_Your task_
Beginning with the first entry, print all the records exactly.

BEGIN Working data

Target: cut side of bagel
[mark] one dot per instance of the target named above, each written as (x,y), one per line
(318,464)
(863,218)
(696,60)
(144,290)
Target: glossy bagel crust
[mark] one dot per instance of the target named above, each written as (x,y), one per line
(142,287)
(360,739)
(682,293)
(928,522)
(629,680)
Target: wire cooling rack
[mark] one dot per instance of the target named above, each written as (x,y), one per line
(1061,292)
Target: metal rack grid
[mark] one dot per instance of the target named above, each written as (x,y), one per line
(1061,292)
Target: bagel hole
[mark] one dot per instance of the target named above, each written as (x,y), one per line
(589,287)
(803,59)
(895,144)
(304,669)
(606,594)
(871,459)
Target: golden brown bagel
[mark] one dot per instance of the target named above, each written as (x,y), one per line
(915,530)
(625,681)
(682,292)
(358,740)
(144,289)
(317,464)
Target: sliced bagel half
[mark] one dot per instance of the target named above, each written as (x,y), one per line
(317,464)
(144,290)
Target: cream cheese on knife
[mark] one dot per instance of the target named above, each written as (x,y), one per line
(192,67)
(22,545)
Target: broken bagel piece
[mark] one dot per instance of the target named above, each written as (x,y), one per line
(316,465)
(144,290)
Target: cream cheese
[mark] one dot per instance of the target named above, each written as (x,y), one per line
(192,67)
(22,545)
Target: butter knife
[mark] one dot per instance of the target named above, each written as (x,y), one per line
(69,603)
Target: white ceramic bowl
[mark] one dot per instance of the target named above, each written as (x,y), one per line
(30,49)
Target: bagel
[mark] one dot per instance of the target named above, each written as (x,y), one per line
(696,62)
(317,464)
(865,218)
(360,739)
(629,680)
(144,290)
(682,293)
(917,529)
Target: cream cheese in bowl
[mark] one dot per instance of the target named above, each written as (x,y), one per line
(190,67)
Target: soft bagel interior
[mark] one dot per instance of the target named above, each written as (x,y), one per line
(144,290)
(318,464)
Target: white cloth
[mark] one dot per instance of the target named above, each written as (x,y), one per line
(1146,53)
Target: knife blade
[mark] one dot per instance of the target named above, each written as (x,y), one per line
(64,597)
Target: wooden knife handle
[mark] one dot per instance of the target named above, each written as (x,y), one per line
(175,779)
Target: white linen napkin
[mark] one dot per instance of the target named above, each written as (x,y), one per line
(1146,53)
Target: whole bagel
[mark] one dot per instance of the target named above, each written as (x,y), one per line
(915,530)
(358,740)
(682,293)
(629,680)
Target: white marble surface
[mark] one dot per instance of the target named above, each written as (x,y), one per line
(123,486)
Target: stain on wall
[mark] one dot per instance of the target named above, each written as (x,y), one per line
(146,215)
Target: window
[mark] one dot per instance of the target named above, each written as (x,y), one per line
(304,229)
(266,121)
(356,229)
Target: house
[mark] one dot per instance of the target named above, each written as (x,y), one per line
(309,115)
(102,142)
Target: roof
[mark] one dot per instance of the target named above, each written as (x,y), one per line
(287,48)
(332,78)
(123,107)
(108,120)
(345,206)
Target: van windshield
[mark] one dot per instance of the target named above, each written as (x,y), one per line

END Working data

_Output of the exercise_
Target: cut side of bagel
[mark] one dot per instance of the target named above, each written as (x,y), one per line
(318,464)
(863,218)
(696,60)
(144,290)
Target: glossy bagel crust
[mark] one dot per instance of the target named above, each written as (x,y), one per line
(142,287)
(360,739)
(682,293)
(928,522)
(629,680)
Target: wire cooling rack
[mark] one dot per instance of the target named above, each written as (x,y), one per line
(1061,292)
Target: metal rack grid
[mark] one dot per instance of the target named above, each written as (x,y), one per line
(1061,292)
Target: bagel hole
[mark] one dot per instance of the target named above, each written as (x,y), one per line
(589,287)
(803,59)
(895,144)
(304,669)
(606,594)
(871,459)
Target: golden brown bagel
[mark] one dot per instance of the target named above, each written as (x,y), one per line
(915,530)
(625,681)
(682,292)
(358,740)
(144,289)
(317,464)
Target: sliced bagel half
[mark] one dot per instance of the target named above, each written as (x,y), one per line
(317,464)
(144,290)
Target: cream cheese on knife
[mark] one dot per instance of the target named above, each written as (x,y), one per line
(192,67)
(22,545)
Target: broken bagel piece
[mark] one dot per instance of the target named above, each written as (x,y), one per line
(316,465)
(144,290)
Target: cream cheese
[mark] one dot per instance of the target named above, each written as (x,y), one per line
(192,67)
(22,545)
Target: butter knife
[mark] one dot per instance of the target named above, each written as (x,y), one per line
(69,603)
Target: white ceramic bowl
[mark] one dot per instance of the target named above, each written as (x,y), one per line
(30,49)
Target: bagel
[mark] one dot per instance of the target named above, each written as (x,y), one per line
(696,62)
(317,464)
(865,218)
(360,739)
(629,680)
(144,290)
(682,293)
(917,529)
Target: cream cheese in bowl
[mark] one dot per instance of the target named above, each written as (x,y), one per line
(190,67)
Target: soft bagel interior
[mark] one dot per instance of the target named above, each written as (x,y), one per line
(144,290)
(318,464)
Target: white cloth
[mark] one dot per instance of the target named above, each written as (x,y), one per line
(1146,53)
Target: knife blade
[mark] one dot per instance of the target named above, each written as (x,y), one per line
(64,597)
Target: wooden knife handle
[mark] one dot per instance of the target named above, each written as (x,y), one per line
(175,779)
Target: white linen napkin
[mark] one dot per instance of the target named above, each written as (x,y), one per line
(1146,53)
Target: whole bagel
[mark] one dot per instance of the target named above, each written as (x,y), one per line
(915,530)
(358,740)
(682,293)
(629,680)
Target: white marble surface
[mark] one dot per instance of the target named above, each written as (x,y), one per line
(123,486)
Target: stain on wall
[mark] one dot per instance of the target named above, each written as (x,y), one per line
(146,215)
Target: window
[mark] one dot per instance of the target named above, each written as (x,y), one per line
(304,229)
(266,121)
(356,229)
Target: house
[mark] one dot per instance of the target named above, each written as (x,y), one per line
(309,115)
(102,142)
Target: roof
[mark] one dot per instance of the target named above, each written as (x,y), one per line
(287,48)
(332,78)
(123,107)
(108,120)
(345,206)
Target: van windshield
[mark] one dot per instance of the target named above, each written as (x,y), one per line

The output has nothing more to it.